* [REQUIRED WORK]: All the data should come back exactly as it was given.

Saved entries
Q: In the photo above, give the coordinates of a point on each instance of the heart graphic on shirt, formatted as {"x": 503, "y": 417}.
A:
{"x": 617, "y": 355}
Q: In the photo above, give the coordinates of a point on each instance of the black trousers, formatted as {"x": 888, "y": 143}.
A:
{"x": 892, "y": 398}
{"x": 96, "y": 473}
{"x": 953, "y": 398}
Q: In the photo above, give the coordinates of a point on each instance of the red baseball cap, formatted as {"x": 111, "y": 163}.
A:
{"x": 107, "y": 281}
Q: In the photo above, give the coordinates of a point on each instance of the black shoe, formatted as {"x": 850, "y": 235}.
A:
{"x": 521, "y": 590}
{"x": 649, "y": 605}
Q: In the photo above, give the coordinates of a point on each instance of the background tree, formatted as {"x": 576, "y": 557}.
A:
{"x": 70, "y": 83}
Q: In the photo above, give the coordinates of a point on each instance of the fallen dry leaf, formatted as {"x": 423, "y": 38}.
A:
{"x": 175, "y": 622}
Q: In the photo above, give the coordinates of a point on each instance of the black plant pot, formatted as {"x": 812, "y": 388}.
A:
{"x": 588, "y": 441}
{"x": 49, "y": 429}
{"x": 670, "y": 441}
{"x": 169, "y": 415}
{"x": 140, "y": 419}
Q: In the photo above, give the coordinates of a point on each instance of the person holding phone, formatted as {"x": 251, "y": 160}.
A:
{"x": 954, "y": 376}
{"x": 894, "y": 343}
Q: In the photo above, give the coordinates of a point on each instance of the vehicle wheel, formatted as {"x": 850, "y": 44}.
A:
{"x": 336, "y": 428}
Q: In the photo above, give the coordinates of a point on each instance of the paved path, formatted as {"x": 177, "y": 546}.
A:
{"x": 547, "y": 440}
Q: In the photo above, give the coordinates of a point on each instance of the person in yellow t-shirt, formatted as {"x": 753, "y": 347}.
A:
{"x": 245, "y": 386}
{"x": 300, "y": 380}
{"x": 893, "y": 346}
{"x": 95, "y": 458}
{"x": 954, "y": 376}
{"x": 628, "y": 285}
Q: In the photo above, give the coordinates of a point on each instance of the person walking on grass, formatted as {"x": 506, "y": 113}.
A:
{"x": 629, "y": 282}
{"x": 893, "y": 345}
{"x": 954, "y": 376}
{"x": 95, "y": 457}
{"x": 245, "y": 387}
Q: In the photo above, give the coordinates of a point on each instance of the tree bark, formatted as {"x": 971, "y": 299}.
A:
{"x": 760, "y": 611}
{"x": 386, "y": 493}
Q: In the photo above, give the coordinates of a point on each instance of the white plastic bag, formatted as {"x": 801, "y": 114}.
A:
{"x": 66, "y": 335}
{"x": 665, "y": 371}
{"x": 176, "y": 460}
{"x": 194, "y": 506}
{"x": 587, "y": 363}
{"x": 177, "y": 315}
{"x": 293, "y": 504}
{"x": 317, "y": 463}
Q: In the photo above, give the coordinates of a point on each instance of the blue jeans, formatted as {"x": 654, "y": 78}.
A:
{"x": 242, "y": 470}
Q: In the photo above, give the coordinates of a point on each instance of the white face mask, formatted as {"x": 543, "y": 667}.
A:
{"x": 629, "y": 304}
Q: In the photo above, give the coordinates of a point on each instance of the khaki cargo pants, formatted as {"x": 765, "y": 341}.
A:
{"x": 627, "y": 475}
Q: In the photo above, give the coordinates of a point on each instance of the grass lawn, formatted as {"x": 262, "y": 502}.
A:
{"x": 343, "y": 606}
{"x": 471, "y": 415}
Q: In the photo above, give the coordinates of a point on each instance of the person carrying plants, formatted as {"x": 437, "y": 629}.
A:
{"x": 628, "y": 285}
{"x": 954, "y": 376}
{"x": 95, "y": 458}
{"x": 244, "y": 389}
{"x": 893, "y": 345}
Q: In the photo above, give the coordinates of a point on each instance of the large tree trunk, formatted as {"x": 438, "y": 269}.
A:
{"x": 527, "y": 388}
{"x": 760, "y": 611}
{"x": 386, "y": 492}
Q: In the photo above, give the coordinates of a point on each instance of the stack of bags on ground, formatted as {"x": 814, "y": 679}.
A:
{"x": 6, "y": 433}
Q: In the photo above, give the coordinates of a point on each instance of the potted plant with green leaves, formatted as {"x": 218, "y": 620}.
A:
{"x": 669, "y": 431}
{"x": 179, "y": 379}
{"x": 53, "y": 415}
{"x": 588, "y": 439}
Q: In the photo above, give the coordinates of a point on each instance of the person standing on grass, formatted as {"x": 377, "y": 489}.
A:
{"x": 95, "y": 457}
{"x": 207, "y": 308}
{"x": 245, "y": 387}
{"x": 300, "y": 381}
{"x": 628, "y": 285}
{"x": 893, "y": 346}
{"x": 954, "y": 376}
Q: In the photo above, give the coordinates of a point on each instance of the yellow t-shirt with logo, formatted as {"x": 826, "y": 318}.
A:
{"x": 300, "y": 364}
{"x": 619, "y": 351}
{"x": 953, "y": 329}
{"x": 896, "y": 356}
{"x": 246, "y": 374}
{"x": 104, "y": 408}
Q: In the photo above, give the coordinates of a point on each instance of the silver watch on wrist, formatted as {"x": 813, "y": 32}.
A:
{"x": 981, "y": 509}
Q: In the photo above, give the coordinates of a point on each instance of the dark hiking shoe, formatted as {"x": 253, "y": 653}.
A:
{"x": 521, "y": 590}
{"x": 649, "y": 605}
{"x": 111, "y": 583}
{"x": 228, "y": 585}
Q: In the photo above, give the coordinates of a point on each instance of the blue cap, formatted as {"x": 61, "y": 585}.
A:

* [FULL OUTPUT]:
Q: In the photo above, give the coordinates of a point on each instance of the heart graphic on shirt, formatted as {"x": 503, "y": 417}.
A:
{"x": 617, "y": 355}
Q: In the photo above, give the coordinates of a point on each instance of the black trousers, formatted as {"x": 888, "y": 143}.
A:
{"x": 892, "y": 398}
{"x": 96, "y": 473}
{"x": 953, "y": 398}
Q: In the photo above, give the coordinates of a point on each instance of the red baseball cap, formatted as {"x": 111, "y": 163}.
A:
{"x": 107, "y": 281}
Q: In the photo above, give the coordinates of a point on each instance of the black shoe, formatted as {"x": 850, "y": 235}.
A:
{"x": 521, "y": 590}
{"x": 649, "y": 605}
Q: In the photo above, give the coordinates of a point on each instance of the background tree, formatted as {"x": 576, "y": 557}.
A:
{"x": 70, "y": 83}
Q: In the photo above, give the coordinates of a point on each instance of the fallen dry leaf, formatted as {"x": 423, "y": 38}.
A:
{"x": 175, "y": 622}
Q: In the photo above, give the coordinates of a point on each instance of the black plant pot, formatted as {"x": 812, "y": 388}.
A:
{"x": 588, "y": 441}
{"x": 49, "y": 429}
{"x": 670, "y": 441}
{"x": 169, "y": 415}
{"x": 140, "y": 419}
Q: In the photo above, give the coordinates of a point on each instance of the person holding phone, formatted as {"x": 251, "y": 160}.
A:
{"x": 954, "y": 376}
{"x": 894, "y": 343}
Q: In the photo above, give the coordinates of a point on each instance of the vehicle wheel, formatted as {"x": 850, "y": 44}.
A:
{"x": 336, "y": 428}
Q: In the photo above, give the coordinates of a point on each instance of the paved path, formatted as {"x": 177, "y": 546}.
A:
{"x": 547, "y": 440}
Q: In the photo above, give the coordinates of a point on each instance of the person in yellow t-shirt, formatted as {"x": 753, "y": 347}.
A:
{"x": 245, "y": 386}
{"x": 300, "y": 380}
{"x": 893, "y": 346}
{"x": 95, "y": 458}
{"x": 954, "y": 376}
{"x": 628, "y": 285}
Q: In the photo above, give the coordinates of a point on each instance of the person walking on grass, formatted as {"x": 506, "y": 113}.
A:
{"x": 629, "y": 282}
{"x": 893, "y": 345}
{"x": 954, "y": 376}
{"x": 95, "y": 457}
{"x": 245, "y": 387}
Q: In the photo above, give the coordinates of a point on each instance of the tree bark, formatted as {"x": 971, "y": 299}.
A:
{"x": 760, "y": 611}
{"x": 386, "y": 493}
Q: In the photo above, give the coordinates of a point on each instance of the white plastic bag, formatted as {"x": 801, "y": 114}.
A:
{"x": 66, "y": 335}
{"x": 665, "y": 371}
{"x": 176, "y": 460}
{"x": 194, "y": 506}
{"x": 587, "y": 363}
{"x": 177, "y": 315}
{"x": 293, "y": 504}
{"x": 317, "y": 463}
Q: In the photo above, give the coordinates of a point on each instance of the blue jeans, formatted as {"x": 654, "y": 78}.
A:
{"x": 242, "y": 470}
Q: In the photo above, give the coordinates of a point on each instance of the white face mask, formatted as {"x": 543, "y": 667}.
A:
{"x": 629, "y": 304}
Q: In the photo above, give the coordinates of a point on each instance of the khaki cargo pants, formatted as {"x": 765, "y": 341}.
A:
{"x": 627, "y": 475}
Q: In the photo above, give the coordinates of a point on each instance of the grass lawn, formatted as {"x": 262, "y": 502}.
A:
{"x": 343, "y": 606}
{"x": 471, "y": 415}
Q: In the photo above, give the coordinates of a point on each instance of the person carrying plants, formatted as {"x": 437, "y": 629}.
A:
{"x": 628, "y": 285}
{"x": 954, "y": 376}
{"x": 95, "y": 458}
{"x": 244, "y": 389}
{"x": 893, "y": 345}
Q: In the photo above, give the coordinates of a point on each instance of the large tree trunk, formatted as {"x": 438, "y": 269}.
A:
{"x": 527, "y": 388}
{"x": 760, "y": 611}
{"x": 386, "y": 492}
Q: In the photo above, give the coordinates of a point on each instance of the stack of bags on ground, formatted as {"x": 814, "y": 679}.
A:
{"x": 6, "y": 433}
Q: In the photo above, give the coordinates of a point on each instance of the potted plant with green leaves, formatted as {"x": 218, "y": 620}.
A:
{"x": 669, "y": 431}
{"x": 179, "y": 379}
{"x": 53, "y": 415}
{"x": 588, "y": 439}
Q: In the photo above, give the coordinates of a point on each instance of the person standing on grass, formatted as {"x": 377, "y": 489}.
A:
{"x": 95, "y": 457}
{"x": 207, "y": 308}
{"x": 245, "y": 387}
{"x": 300, "y": 381}
{"x": 628, "y": 285}
{"x": 893, "y": 346}
{"x": 954, "y": 376}
Q: In the photo above, give the coordinates of a point on each instance of the yellow t-shirt with logo, formatted as {"x": 826, "y": 318}.
A:
{"x": 300, "y": 364}
{"x": 619, "y": 351}
{"x": 953, "y": 329}
{"x": 896, "y": 356}
{"x": 246, "y": 374}
{"x": 104, "y": 408}
Q: In the photo above, give the coordinates of a point on each instance of the silver watch on wrist, formatted as {"x": 813, "y": 32}.
A:
{"x": 981, "y": 509}
Q: In the photo above, give the coordinates of a point on each instance of the dark hiking shoe, formatted as {"x": 253, "y": 653}.
A:
{"x": 521, "y": 590}
{"x": 649, "y": 605}
{"x": 111, "y": 583}
{"x": 228, "y": 585}
Q: In the photo above, give the coordinates of a point on each instance of the blue cap, formatted as {"x": 61, "y": 585}.
A:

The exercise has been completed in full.